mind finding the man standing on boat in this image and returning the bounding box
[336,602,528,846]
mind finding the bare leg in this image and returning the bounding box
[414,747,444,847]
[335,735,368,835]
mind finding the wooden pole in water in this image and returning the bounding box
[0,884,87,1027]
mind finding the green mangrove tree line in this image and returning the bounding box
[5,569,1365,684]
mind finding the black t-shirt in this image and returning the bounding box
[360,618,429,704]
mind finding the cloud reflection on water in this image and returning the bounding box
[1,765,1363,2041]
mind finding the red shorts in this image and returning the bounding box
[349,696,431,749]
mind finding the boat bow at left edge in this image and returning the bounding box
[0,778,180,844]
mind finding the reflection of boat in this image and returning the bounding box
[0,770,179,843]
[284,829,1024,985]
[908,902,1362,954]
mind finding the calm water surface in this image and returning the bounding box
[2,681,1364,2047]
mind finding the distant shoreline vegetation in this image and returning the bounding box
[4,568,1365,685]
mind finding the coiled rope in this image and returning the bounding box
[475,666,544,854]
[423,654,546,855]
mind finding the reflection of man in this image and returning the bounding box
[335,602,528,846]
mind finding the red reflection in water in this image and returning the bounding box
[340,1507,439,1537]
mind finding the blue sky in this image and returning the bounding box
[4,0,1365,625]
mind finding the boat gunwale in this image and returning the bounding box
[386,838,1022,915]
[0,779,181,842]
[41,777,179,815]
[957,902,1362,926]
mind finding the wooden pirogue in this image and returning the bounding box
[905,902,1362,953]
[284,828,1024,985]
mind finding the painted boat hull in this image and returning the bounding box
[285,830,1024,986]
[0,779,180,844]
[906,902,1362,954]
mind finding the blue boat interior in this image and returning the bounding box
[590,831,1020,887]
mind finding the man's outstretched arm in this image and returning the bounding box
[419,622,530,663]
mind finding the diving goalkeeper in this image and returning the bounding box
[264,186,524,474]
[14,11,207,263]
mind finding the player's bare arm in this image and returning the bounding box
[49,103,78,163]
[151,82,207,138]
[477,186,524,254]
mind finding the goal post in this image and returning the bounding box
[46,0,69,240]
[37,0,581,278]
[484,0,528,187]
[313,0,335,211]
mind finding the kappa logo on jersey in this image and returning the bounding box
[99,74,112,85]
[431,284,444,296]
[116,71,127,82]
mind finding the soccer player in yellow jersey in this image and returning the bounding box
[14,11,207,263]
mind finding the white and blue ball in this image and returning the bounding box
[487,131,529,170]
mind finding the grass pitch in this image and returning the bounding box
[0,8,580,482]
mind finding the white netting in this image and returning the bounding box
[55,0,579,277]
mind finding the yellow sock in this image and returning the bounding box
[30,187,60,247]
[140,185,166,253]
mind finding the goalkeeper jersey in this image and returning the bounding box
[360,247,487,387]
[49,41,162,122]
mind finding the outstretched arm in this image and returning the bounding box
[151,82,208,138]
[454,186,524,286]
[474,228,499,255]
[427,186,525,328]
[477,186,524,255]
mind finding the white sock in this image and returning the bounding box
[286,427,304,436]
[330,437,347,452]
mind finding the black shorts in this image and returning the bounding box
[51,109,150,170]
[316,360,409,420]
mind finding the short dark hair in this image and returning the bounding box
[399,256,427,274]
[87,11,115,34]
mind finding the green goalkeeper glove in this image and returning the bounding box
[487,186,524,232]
----
ACTIVITY – Reproduce the data exactly. All of it is needed.

TASK SOLUTION –
mind finding the man standing on boat in this image and returning the bounding box
[336,602,528,846]
mind finding the bare leg in this image and returning the bounding box
[414,747,444,847]
[335,735,368,835]
mind finding the wooden pole in water in this image and returning the bounding box
[0,884,87,1027]
mind finding the green mangrove tree line in this image and returning the bounding box
[5,569,1365,684]
mind finding the black t-shirt in this image and returning the bounding box
[360,618,429,704]
mind finding the cloud reflection on water in this image and returning the bounding box
[1,765,1363,2041]
mind finding the red shorts in this image and returning the bounding box
[349,696,431,749]
mind finding the boat bow at left edge in this image and returning the bounding box
[0,778,180,844]
mind finding the reflection of boat in this image and returning the bounding box
[0,770,179,843]
[284,829,1024,985]
[908,902,1362,954]
mind finding the calm water surface in this image and returning the bounding box
[2,681,1364,2047]
mind finding the distant shoreline vegetation in this image and returning the bounding box
[4,568,1365,685]
mind finding the coiled rope in this image and returning the bounding box
[475,666,544,854]
[423,654,546,855]
mind finding the reflection of man in this image and returning the bounding box
[335,602,528,846]
mind finding the red reflection in water in this image and returning the bounding box
[340,1507,439,1537]
mind finding the blue sky in this image and returning the bounding box
[4,0,1365,625]
mind finding the boat gunwale in this image and returning the bounding box
[386,838,1022,915]
[0,779,181,842]
[41,777,179,815]
[957,902,1362,926]
mind finding the wooden pirogue in this image and returning the bounding box
[905,902,1362,953]
[284,828,1024,985]
mind finding the painted boat hull in this image and returning the bounding box
[285,830,1024,986]
[0,779,180,844]
[906,902,1362,954]
mind finding the blue boat interior in this image and returning the bounding box
[590,831,1020,887]
mind finding the man's outstretched arm in this image and returning the bounding box
[419,622,530,663]
mind finding the diving goalkeeper in this image and returning the bounding box
[264,186,524,474]
[14,11,207,263]
mind finding the player's bare arm in this image and returning the bounding box
[49,103,78,163]
[151,82,207,138]
[477,186,524,254]
mind finding the goal post in this image and returning the bounding box
[46,0,69,240]
[37,0,581,278]
[484,0,528,187]
[313,0,335,211]
mind finding the kappa logo on jersey in this image and returning the bounding box
[99,74,112,85]
[431,284,444,296]
[116,71,127,82]
mind finding the soccer player in yellow jersey in this image and returning the bounding box
[14,11,207,263]
mind finding the white and blue ball in this image and returning the bounding box
[487,131,529,170]
mind finding the grass pitch in this image and returning the bounding box
[0,8,580,482]
mind finding the white netting in this image and returning the bounding box
[55,0,579,277]
mind finding the yellow sock in this image and returning the bounding box
[30,187,60,247]
[140,185,166,253]
mind finding the goalkeeper jersey in this image and returning the bounding box
[360,247,487,387]
[49,41,162,122]
mind finding the outstretched arm in this image and returning the bounding box
[151,82,208,138]
[454,186,524,286]
[474,228,499,255]
[427,186,525,328]
[477,186,524,255]
mind finding the white sock in this image and returning the bounding box
[286,427,304,436]
[330,437,347,452]
mind finding the black shorts in this image and returning the bounding box
[51,109,150,170]
[316,360,409,420]
mind finding the short dark hair in this image and returning the bounding box
[399,256,427,274]
[87,11,115,34]
mind finding the green goalkeeper glove in this image and returning the bounding box
[487,186,524,232]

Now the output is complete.